Copy out the records below, swapping "pin" for "point" and leaving everything else the same.

[Records that point to named objects]

· · · · · · ·

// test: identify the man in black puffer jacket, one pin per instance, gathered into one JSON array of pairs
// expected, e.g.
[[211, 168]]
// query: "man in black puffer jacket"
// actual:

· · · · · · ·

- Written solution -
// test: identify the man in black puffer jacket, one point per instance, gathered into one JSON array of pairs
// expected, e.g.
[[211, 168]]
// query: "man in black puffer jacket"
// actual:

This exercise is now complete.